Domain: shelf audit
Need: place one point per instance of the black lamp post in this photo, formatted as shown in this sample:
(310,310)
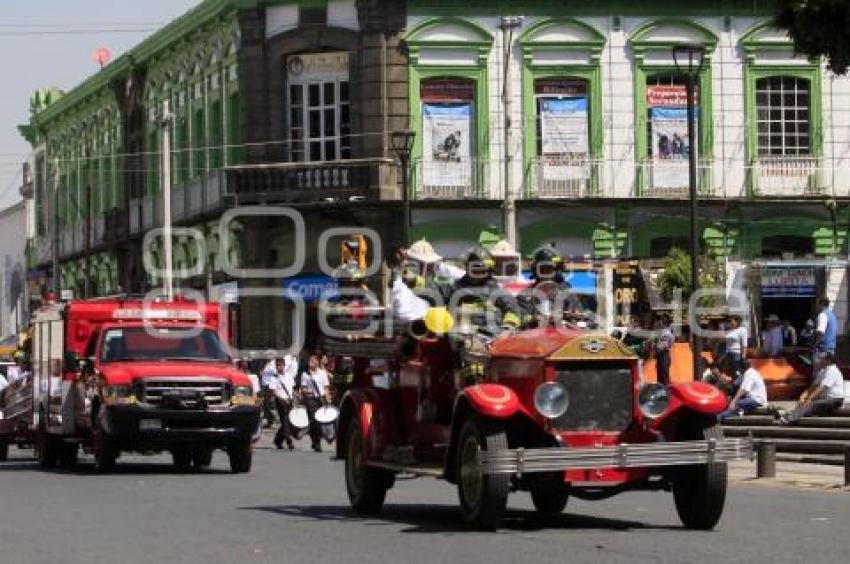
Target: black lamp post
(402,145)
(689,58)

◆ **PROBLEM DETAILS**
Copy the listing above line for line, without the picture.

◆ **ANSWER TO THIS TASK**
Domain: shelf audit
Need: place one point per instance of the black lamp post in this photo, formatted as shown in this sample:
(310,310)
Target: black lamp post
(402,145)
(689,58)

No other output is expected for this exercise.